*** Provided data ***
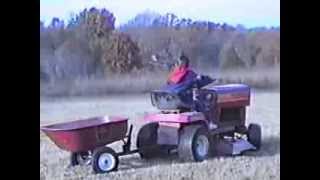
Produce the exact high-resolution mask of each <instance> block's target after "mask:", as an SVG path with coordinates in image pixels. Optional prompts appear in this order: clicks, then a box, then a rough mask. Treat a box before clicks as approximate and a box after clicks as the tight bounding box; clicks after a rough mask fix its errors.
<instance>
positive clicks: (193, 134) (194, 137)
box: [178, 125, 211, 162]
mask: <svg viewBox="0 0 320 180" xmlns="http://www.w3.org/2000/svg"><path fill="white" fill-rule="evenodd" d="M199 142H202V143H199ZM210 152H211V145H210V140H209V133H208V130H207V128H206V127H205V126H203V125H190V126H186V127H184V128H183V129H182V131H181V134H180V137H179V145H178V156H179V158H180V159H181V160H183V161H197V162H200V161H203V160H205V159H207V158H208V157H209V155H210Z"/></svg>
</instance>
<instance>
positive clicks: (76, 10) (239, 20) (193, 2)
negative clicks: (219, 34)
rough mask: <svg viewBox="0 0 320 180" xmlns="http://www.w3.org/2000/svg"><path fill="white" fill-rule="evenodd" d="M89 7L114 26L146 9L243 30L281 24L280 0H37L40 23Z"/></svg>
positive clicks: (77, 12) (68, 18)
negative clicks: (109, 17) (39, 1)
mask: <svg viewBox="0 0 320 180" xmlns="http://www.w3.org/2000/svg"><path fill="white" fill-rule="evenodd" d="M92 6H95V7H97V8H106V9H108V10H109V11H111V12H113V13H114V15H115V16H116V25H117V26H118V25H119V24H123V23H126V22H127V21H128V20H129V19H131V18H133V17H134V16H135V15H137V14H138V13H141V12H143V11H145V10H147V9H148V10H151V11H155V12H158V13H160V14H165V13H174V14H176V15H177V16H178V17H181V18H182V17H185V18H191V19H192V20H210V21H213V22H217V23H222V22H226V23H228V24H231V25H237V24H243V25H245V26H246V27H255V26H279V25H280V0H40V20H43V21H45V22H46V24H48V23H49V22H50V21H51V18H52V17H59V18H62V19H64V20H68V19H69V17H70V14H71V13H78V12H80V11H81V10H83V9H84V8H90V7H92Z"/></svg>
*** End of Provided data ***
▶ _Task to carry out_:
Which lines in the items contain the string "positive"? Gather each of those lines in full.

▶ _Task answer_:
positive clicks: (193, 134) (194, 137)
positive clicks: (76, 10) (239, 20) (193, 2)
positive clicks: (77, 12) (68, 18)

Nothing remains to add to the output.